#### Selection ####

In Silverman's Arithmetic of Elliptic Curves (page 95), it says
Letting $T \in E$ [an elliptic curve] with $[m]T' = T$, there is similarly a function $g$ satisfying $$\text{div}(g) = [m]*(T) - [m]*(\mathcal{O}) = \sum_{R \in \text{the m-torsion}} (T' + R)-(R)$$
I know that $[m]T$ refers to multiplication by $m$ (addition $m$ times), and (.) refers to the point as a divisor, but what does $[m](T)$ mean?
Silverman's notation here is $[m]^*(T)$ not $[m]*(T)$ and not $[m](T)$.

#### Given records ####

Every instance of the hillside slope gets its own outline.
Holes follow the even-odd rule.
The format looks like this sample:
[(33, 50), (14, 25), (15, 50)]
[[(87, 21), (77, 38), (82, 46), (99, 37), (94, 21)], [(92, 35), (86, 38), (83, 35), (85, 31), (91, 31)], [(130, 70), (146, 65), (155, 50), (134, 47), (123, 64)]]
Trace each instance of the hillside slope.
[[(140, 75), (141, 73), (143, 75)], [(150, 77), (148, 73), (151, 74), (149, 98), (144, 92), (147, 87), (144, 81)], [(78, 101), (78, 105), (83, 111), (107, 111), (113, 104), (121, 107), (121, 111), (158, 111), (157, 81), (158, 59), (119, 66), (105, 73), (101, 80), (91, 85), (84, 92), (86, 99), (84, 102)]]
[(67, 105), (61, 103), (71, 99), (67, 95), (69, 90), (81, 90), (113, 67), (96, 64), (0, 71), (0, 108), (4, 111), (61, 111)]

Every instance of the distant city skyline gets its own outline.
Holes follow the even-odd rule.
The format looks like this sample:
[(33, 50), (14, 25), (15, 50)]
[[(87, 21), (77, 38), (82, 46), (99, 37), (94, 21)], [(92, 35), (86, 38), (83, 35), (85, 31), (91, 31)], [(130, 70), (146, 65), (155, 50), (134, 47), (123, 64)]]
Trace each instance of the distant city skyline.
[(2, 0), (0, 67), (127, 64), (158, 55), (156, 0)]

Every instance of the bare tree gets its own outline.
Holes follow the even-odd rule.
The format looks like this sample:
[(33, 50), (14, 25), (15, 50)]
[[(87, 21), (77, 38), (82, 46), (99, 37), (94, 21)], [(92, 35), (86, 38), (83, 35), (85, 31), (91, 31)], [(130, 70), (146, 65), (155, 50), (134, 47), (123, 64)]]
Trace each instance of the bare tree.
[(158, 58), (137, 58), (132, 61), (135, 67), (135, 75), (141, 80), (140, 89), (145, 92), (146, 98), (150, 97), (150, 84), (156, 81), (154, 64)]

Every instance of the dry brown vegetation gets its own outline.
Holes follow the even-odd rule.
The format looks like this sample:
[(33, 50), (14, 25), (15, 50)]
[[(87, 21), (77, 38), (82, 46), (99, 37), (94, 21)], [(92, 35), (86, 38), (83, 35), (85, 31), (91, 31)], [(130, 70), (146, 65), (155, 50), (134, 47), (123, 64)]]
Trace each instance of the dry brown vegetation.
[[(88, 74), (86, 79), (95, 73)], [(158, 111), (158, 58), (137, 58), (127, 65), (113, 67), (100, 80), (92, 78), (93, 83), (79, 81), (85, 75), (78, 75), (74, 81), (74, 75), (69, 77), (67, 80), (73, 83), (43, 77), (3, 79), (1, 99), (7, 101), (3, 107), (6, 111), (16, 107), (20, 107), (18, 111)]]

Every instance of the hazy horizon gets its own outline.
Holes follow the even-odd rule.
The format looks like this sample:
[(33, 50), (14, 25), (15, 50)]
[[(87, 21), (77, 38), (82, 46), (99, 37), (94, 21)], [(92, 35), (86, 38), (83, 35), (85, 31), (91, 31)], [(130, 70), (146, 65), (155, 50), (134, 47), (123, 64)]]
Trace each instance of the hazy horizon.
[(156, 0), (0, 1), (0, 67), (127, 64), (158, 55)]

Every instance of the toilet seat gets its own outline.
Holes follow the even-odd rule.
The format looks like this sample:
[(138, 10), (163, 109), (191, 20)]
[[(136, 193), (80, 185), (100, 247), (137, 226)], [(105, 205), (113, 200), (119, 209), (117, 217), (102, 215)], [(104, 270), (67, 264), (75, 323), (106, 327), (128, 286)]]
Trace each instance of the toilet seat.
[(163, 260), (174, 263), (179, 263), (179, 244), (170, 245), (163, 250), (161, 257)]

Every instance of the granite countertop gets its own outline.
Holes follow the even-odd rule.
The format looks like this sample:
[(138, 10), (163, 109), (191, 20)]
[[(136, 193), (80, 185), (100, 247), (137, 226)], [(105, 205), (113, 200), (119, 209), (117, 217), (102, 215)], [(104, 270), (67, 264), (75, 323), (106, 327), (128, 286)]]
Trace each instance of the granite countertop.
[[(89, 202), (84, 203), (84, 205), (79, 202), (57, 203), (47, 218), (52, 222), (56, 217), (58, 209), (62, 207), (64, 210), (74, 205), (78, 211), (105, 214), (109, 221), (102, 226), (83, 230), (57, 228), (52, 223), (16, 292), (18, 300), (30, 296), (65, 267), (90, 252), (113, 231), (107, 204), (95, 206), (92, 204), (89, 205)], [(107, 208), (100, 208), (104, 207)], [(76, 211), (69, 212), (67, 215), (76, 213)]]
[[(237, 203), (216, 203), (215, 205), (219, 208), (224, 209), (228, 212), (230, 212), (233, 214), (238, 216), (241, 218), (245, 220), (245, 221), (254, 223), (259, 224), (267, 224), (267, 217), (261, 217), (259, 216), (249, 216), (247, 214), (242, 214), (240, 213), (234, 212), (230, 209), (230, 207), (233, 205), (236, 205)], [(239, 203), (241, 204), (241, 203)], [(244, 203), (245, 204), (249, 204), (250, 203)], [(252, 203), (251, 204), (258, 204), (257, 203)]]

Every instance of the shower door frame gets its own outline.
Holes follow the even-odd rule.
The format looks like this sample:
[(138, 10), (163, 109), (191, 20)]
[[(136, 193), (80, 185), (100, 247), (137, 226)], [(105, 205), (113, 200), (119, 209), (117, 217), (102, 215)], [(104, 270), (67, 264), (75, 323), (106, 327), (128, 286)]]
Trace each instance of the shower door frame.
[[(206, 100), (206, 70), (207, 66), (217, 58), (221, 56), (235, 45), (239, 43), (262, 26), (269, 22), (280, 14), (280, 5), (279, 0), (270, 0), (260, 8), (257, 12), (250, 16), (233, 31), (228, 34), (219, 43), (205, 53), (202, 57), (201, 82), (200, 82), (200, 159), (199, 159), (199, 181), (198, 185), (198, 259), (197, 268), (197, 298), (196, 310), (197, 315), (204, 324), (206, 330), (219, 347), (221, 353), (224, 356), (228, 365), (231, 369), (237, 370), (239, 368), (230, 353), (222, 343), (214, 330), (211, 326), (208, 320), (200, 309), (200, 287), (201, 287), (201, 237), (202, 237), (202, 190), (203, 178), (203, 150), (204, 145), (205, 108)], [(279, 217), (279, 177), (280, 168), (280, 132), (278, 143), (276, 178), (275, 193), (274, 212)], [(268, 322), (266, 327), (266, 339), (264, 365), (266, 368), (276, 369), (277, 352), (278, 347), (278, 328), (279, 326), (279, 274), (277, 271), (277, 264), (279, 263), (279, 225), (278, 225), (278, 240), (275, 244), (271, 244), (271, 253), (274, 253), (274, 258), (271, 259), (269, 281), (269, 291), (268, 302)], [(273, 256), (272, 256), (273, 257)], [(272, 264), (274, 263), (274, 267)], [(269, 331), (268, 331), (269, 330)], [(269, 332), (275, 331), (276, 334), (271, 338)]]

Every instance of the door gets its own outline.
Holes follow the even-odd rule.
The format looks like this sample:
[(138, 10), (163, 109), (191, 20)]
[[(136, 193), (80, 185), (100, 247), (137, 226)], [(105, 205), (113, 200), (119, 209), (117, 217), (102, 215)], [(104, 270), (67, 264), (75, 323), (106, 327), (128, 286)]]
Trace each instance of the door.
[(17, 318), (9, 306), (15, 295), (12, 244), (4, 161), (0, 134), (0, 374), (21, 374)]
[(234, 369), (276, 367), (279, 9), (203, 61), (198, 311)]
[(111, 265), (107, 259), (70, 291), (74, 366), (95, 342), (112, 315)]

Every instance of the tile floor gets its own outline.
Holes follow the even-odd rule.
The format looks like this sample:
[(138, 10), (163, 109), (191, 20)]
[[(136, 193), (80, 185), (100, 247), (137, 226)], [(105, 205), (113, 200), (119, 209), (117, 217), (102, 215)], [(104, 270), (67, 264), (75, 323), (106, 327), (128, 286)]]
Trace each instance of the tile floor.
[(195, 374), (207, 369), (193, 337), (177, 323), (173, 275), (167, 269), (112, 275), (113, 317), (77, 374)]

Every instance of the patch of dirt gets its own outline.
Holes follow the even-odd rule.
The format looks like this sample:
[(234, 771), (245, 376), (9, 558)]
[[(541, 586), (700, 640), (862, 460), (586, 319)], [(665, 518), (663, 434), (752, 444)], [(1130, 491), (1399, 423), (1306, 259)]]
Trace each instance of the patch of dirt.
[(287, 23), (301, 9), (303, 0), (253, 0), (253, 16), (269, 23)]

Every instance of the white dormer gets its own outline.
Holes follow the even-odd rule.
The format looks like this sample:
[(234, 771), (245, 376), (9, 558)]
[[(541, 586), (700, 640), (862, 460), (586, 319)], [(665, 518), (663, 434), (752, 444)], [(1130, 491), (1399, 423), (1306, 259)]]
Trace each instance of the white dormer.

####

What you need to do |
(1) From the thread about Silverman's elliptic curve notation, copy word for word the part that opens with the words containing "In Silverman's Arithmetic" and closes with "does $[m](T)$ mean?".
(2) Write the next part of the thread about Silverman's elliptic curve notation, starting right after its last sentence.

Answers given |
(1)
In Silverman's Arithmetic of Elliptic Curves (page 95), it says
Letting $T \in E$ [an elliptic curve] with $[m]T' = T$, there is similarly a function $g$ satisfying $$\text{div}(g) = [m]*(T) - [m]*(\mathcal{O}) = \sum_{R \in \text{the m-torsion}} (T' + R)-(R)$$
I know that $[m]T$ refers to multiplication by $m$ (addition $m$ times), and (.) refers to the point as a divisor, but what does $[m](T)$ mean?

(2)
Here $[m]$ is the "multiplication by $m$" map from $E$ to $E$ and $[m]^*(T)$ is the pullback operator on divisors induced by $[m]$. For a separable isogeny $\phi$, then by definition (earlier in the book) $\phi^*(P)$ is the sum of $(Q)$ over the $(Q)$ for which $\phi(Q)=P$. So $[m]^*(T)$ here is the sum of the $(U)$ with $[m](U)=T$. These are the $T'+R$ for one fixed $T'$ with $[m](T')=T$ and $[m](R)=O$, as stated in the given formula.